Collected data entries:
----

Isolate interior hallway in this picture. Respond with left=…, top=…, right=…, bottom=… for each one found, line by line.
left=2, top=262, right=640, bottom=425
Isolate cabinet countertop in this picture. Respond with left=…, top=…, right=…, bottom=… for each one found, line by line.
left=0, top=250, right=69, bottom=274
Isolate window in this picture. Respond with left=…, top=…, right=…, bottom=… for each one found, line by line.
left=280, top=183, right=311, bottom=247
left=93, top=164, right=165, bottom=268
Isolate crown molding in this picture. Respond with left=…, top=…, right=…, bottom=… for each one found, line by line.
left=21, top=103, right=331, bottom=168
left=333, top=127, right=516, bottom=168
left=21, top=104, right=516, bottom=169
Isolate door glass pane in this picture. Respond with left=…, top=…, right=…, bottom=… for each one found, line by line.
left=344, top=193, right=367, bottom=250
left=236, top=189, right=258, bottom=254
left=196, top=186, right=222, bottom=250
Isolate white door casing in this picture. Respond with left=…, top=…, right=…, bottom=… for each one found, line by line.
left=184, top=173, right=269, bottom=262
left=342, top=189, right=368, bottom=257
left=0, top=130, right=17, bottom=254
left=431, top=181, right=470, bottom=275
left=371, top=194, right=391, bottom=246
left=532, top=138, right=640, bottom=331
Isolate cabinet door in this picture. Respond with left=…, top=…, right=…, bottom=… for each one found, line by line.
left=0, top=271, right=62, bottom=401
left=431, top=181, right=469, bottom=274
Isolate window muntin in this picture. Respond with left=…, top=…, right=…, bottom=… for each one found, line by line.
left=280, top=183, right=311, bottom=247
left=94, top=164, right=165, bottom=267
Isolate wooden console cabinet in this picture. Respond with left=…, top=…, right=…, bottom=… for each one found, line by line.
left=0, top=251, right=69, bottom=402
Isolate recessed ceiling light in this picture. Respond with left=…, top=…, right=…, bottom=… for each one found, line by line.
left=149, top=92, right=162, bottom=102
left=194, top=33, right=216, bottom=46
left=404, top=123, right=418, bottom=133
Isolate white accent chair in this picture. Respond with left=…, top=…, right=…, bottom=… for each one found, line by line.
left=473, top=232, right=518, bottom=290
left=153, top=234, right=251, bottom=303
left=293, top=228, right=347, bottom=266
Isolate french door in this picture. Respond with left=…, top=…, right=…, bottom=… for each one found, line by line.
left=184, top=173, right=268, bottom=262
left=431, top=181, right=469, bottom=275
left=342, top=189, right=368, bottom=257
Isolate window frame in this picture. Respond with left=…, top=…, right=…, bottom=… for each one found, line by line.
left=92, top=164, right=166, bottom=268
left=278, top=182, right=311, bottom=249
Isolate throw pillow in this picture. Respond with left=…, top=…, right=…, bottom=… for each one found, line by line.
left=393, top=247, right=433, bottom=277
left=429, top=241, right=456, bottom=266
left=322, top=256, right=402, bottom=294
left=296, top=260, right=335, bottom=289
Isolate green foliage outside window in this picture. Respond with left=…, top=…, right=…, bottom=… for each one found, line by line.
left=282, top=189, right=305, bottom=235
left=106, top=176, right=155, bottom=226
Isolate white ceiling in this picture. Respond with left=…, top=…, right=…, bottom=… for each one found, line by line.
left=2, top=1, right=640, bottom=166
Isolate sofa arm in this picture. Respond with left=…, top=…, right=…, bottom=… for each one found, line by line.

----

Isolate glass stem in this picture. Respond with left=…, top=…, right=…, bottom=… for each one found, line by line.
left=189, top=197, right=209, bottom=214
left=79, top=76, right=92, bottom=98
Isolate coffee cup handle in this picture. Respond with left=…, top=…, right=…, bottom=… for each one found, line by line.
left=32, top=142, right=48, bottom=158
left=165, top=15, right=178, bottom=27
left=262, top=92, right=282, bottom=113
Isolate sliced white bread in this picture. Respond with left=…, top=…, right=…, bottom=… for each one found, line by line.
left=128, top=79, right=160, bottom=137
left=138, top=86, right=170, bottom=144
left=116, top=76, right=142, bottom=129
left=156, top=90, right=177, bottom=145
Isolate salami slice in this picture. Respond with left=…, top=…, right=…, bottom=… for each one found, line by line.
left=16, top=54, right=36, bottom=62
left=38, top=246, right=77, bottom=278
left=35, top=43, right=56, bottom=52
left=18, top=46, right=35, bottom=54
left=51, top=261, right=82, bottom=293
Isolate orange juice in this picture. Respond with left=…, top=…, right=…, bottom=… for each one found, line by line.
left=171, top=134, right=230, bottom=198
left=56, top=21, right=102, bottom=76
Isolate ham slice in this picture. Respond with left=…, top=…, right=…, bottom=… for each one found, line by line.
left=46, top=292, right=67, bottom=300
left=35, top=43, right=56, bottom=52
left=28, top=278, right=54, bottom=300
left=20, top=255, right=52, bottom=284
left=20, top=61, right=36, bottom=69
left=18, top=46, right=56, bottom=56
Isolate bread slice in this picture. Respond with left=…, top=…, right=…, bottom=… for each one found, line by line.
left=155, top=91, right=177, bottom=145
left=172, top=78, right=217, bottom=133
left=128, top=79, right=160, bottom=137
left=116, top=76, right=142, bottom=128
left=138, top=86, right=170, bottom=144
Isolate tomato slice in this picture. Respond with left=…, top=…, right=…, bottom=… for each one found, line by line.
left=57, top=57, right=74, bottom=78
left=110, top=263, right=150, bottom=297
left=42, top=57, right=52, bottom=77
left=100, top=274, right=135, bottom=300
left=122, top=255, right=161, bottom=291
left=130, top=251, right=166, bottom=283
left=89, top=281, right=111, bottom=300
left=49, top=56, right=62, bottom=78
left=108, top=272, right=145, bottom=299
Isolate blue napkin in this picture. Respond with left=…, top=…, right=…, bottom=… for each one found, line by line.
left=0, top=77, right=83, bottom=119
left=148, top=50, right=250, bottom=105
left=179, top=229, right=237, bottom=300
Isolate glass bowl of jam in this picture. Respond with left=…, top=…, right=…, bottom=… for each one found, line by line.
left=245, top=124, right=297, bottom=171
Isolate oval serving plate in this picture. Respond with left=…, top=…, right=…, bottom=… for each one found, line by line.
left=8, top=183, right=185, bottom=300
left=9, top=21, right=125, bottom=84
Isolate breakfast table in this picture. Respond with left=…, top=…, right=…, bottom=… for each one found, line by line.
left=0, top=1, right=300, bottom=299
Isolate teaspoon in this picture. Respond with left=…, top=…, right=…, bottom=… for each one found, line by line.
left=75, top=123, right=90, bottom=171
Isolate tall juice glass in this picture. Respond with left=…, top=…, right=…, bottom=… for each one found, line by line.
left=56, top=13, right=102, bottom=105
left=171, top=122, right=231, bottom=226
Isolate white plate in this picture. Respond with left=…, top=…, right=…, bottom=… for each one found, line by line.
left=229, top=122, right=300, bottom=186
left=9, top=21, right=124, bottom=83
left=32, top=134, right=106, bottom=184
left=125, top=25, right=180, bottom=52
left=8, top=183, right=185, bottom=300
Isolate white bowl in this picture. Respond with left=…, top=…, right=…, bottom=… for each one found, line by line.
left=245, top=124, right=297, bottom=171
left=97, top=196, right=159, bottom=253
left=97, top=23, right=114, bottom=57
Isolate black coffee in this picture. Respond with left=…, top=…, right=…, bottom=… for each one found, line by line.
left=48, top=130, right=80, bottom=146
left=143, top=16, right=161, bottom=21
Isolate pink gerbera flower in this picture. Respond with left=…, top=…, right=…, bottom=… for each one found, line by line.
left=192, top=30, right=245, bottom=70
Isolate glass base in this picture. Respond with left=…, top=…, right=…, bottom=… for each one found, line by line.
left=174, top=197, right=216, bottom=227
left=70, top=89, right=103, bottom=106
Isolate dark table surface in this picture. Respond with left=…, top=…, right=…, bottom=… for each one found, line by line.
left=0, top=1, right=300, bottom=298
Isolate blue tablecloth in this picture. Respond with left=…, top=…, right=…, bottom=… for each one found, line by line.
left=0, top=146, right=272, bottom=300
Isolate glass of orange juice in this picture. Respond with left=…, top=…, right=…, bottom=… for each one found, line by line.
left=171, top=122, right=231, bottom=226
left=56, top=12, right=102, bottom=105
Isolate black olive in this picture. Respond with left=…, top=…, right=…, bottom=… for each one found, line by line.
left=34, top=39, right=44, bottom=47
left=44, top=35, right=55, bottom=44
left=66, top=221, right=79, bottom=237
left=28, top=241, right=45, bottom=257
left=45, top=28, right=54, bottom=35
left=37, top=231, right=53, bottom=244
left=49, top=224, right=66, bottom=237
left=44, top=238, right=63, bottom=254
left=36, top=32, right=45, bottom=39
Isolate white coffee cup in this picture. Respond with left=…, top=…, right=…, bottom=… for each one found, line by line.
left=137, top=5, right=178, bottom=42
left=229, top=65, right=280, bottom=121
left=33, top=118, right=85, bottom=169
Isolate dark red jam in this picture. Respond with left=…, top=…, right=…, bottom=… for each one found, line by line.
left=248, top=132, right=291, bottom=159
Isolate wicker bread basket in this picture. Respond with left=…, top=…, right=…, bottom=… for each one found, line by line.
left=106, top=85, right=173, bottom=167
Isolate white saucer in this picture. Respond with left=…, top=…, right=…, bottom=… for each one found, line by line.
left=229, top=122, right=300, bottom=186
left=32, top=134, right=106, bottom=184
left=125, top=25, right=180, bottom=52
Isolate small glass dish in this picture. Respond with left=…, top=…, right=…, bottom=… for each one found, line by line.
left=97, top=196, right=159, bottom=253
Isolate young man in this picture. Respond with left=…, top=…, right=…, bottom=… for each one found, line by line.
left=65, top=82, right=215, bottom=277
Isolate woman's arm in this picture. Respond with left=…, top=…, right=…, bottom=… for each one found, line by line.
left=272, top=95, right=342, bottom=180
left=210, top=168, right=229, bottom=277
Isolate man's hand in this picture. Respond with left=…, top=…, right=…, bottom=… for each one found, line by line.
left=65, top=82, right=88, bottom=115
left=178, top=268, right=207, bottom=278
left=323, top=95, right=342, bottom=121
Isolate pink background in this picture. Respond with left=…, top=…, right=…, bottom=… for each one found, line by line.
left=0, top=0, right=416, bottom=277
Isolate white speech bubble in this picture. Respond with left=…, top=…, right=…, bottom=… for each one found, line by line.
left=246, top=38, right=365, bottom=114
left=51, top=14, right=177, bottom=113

----

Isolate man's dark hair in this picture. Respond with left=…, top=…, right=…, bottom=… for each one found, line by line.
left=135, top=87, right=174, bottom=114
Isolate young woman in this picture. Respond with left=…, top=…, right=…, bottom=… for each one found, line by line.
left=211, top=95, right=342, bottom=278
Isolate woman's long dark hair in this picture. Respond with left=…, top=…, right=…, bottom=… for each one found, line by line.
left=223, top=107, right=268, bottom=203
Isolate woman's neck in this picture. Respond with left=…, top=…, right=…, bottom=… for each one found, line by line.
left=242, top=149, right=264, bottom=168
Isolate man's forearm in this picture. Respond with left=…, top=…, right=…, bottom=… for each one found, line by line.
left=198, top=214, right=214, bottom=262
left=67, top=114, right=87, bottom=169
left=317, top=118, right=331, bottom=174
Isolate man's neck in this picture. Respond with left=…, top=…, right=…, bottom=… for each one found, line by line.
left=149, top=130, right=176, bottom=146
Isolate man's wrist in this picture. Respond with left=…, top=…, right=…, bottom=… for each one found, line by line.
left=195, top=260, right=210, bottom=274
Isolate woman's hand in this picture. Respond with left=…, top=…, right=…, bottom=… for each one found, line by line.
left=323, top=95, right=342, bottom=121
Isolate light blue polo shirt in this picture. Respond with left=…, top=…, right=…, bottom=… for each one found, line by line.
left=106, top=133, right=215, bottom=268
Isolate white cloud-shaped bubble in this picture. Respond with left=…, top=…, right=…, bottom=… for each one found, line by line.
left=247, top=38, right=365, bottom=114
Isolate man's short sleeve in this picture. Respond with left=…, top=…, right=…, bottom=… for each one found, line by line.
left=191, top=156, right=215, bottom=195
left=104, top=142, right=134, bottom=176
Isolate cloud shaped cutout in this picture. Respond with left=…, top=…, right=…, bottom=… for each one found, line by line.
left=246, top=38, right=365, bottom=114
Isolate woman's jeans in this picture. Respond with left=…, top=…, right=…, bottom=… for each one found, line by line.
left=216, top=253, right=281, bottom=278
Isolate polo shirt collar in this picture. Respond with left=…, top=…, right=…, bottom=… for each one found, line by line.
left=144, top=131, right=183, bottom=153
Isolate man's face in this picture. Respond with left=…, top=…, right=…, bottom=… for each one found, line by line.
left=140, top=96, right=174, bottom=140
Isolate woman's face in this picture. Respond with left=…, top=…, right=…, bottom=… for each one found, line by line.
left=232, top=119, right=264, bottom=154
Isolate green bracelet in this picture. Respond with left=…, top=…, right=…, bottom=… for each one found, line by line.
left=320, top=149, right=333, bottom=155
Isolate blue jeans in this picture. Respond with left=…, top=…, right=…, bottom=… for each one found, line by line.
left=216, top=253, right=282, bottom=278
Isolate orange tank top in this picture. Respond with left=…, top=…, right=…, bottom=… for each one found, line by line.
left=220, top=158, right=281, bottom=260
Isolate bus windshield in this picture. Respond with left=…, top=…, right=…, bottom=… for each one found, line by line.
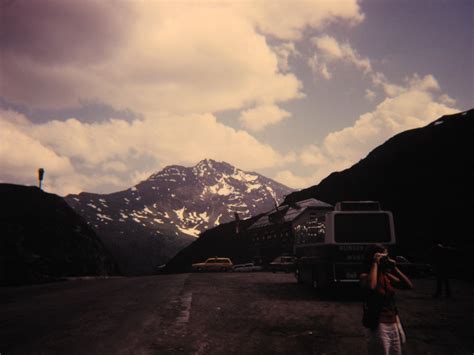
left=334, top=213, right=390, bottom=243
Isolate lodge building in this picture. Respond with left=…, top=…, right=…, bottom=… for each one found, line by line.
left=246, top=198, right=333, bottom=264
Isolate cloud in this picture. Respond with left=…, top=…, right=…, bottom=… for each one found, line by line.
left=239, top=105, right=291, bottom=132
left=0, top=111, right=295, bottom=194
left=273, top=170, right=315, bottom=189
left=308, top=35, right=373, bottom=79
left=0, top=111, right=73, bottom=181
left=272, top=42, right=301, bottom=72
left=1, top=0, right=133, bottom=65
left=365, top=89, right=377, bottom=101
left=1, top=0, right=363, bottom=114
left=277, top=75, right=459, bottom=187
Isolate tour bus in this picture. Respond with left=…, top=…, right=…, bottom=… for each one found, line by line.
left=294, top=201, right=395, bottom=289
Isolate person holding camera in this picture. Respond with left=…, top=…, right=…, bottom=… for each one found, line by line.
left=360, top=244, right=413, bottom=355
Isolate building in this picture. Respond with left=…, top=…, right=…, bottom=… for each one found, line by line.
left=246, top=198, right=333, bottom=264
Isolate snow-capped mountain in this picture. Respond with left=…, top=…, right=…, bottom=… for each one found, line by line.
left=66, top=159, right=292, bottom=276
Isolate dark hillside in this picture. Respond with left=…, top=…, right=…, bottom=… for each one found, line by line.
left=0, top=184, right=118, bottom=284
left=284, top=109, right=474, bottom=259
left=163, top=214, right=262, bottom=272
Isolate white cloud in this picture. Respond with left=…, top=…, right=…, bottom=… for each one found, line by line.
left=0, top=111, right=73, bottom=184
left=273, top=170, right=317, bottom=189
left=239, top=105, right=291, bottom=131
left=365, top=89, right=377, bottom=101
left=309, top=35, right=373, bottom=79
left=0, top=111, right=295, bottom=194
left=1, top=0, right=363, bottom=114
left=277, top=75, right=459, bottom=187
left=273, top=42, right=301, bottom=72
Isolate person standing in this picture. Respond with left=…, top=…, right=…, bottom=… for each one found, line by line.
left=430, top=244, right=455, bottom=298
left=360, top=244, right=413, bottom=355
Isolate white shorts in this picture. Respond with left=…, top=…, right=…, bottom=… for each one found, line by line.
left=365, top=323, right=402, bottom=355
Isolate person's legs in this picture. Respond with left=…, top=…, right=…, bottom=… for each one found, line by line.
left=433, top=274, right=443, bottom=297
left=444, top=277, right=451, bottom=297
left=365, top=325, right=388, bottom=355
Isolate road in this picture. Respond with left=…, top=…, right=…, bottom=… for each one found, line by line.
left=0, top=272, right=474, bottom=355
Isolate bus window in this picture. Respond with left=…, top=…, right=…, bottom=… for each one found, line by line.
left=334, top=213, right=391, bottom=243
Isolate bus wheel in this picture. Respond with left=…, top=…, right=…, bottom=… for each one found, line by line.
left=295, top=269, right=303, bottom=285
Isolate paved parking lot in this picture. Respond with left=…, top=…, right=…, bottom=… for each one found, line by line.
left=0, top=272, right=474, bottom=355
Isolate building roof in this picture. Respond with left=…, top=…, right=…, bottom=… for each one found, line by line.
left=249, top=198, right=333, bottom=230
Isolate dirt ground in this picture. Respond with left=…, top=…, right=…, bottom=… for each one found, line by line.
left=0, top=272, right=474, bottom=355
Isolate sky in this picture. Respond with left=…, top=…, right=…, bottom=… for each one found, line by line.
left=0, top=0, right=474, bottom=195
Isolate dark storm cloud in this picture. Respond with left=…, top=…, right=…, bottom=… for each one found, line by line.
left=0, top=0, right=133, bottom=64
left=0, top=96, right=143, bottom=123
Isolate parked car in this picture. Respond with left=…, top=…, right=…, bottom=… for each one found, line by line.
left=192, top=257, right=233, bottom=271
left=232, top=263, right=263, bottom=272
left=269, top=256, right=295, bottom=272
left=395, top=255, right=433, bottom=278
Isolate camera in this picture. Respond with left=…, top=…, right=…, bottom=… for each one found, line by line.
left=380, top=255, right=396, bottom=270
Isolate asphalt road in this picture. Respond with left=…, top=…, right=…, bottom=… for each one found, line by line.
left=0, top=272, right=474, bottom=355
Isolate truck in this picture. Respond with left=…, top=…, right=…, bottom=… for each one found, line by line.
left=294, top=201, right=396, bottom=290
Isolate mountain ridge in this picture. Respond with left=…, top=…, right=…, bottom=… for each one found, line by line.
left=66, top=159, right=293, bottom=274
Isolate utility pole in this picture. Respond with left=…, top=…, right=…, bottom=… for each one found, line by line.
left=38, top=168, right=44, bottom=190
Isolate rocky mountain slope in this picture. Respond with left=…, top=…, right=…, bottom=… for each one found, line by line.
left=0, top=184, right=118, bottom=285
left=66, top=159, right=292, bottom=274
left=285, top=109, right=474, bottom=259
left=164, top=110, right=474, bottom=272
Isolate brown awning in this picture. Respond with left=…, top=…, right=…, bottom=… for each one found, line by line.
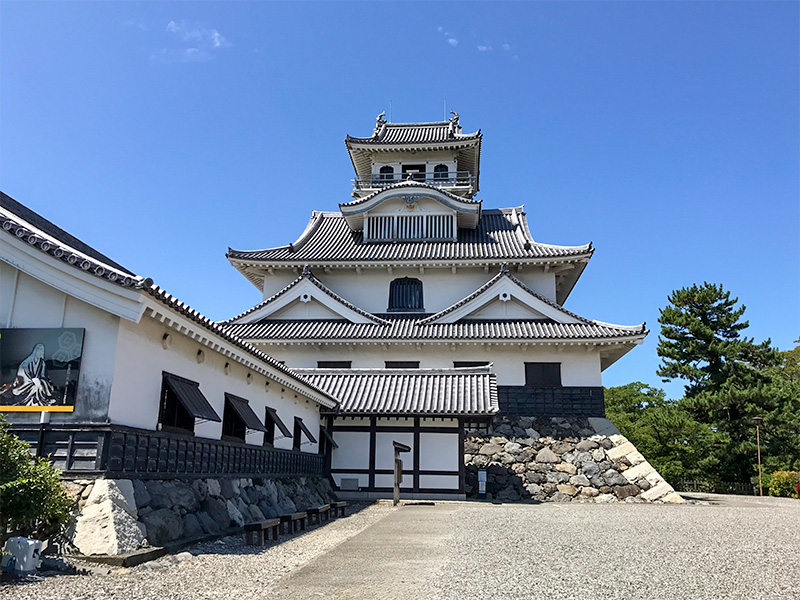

----

Revise the records from the line containing "Isolate blue tablecloth" through the line containing "left=56, top=12, right=102, bottom=105" by replacing "orange juice" with "apple juice", leaving everything else unchanged.

Isolate blue tablecloth in this picture. Respond with left=…, top=…, right=…, bottom=… for each one found, line by line.
left=0, top=146, right=272, bottom=300
Isolate glass of apple juice in this picture. Respond with left=…, top=…, right=…, bottom=… for each one found, line by line.
left=171, top=122, right=231, bottom=226
left=56, top=12, right=102, bottom=105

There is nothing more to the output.